> [Work request A]
In the passage on English genetics, what share of the population of contemporary East England does one study estimate to be the Anglo-Saxon contribution?
> [Work request B]
Copy the passage on English genetics from "One study estimates" to "to each other.", substituting "Germanic" for every "Anglo-Saxon".

**** Provided passage

One study estimates the Anglo-Saxon contribution at 38% in contemporary East England. Another finds that the Roman and pre-Roman era East English were similar genetically to the modern Welsh population of England. The Anglo-Saxon contribution was closer to the modern day Dutch and Danish people.
This is not an easy thing to distinguish, however, because the populations of all of these regions have broad general similarities to each other.
Razib also covers these publications but with an important additional observation (emphasis in original):
So genetics tells us that extreme positions of total replacement or (near) total continuity are both false. Rather, the genetic landscape of modern England is a synthesis, with structure contingent upon geography. But, it also shows us that substantial demographic change which produces a genetic synthesis can result in a total cultural shift. Though we may think of elements of culture as entirely modular, with human ability to mix and match components as one might see fit, the reality is that often cultural identities and markers are given and taken as package deals. But, it probably took the transplantation of a total German culture through a mass folk movement to give the Saxons enough insulation from the local British substrate to allow them to expand so aggressively and become genetically assimilative and culturally transformative.Off topic, Razib also points in another post out an interesting effort to use folktales as a means of tracking Indo-European phylogenies, in much that same way that one would use lexical correspondences for the same purpose.

********
**** Records shown

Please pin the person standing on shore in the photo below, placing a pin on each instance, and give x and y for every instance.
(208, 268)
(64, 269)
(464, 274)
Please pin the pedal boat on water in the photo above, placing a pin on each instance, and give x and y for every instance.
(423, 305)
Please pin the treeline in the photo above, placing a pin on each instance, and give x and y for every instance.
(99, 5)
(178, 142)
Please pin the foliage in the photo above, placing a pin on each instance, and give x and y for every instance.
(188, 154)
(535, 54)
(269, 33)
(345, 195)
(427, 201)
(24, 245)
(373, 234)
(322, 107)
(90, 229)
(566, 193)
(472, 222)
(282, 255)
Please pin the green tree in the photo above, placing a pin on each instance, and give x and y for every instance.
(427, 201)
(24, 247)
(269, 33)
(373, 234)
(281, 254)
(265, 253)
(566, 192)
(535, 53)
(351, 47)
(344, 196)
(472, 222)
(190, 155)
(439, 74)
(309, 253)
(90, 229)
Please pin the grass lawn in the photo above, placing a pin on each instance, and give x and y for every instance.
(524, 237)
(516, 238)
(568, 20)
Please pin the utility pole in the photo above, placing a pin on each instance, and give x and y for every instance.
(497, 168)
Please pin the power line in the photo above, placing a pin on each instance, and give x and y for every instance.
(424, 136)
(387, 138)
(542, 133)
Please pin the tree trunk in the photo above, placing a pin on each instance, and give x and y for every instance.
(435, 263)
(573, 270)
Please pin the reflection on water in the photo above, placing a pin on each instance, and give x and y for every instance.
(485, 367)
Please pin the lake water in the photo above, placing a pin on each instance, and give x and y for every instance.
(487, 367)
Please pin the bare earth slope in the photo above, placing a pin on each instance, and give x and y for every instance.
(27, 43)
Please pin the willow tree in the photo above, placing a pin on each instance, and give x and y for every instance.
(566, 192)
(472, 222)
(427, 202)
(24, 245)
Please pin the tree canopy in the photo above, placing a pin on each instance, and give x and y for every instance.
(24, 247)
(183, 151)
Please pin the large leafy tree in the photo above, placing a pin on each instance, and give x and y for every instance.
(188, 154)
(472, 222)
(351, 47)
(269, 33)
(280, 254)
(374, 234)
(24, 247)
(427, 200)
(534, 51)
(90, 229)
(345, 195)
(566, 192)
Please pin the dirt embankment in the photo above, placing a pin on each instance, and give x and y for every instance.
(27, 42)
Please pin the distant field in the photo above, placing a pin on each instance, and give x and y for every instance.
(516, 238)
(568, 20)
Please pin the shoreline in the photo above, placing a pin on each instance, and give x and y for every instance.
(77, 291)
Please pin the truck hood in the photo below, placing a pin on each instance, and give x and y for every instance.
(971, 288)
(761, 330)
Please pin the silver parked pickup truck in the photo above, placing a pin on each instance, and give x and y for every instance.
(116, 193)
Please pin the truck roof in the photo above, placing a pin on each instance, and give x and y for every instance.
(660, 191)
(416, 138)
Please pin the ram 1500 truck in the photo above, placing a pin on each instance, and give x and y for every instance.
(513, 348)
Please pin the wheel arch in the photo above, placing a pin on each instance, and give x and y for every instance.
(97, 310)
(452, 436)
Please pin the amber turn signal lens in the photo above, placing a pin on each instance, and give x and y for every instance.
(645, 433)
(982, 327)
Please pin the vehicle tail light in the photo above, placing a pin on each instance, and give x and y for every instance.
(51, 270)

********

> [Response A]
38%

> [Response B]
One study estimates the Germanic contribution at 38% in contemporary East England. Another finds that the Roman and pre-Roman era East English were similar genetically to the modern Welsh population of England. The Germanic contribution was closer to the modern day Dutch and Danish people.
This is not an easy thing to distinguish, however, because the populations of all of these regions have broad general similarities to each other.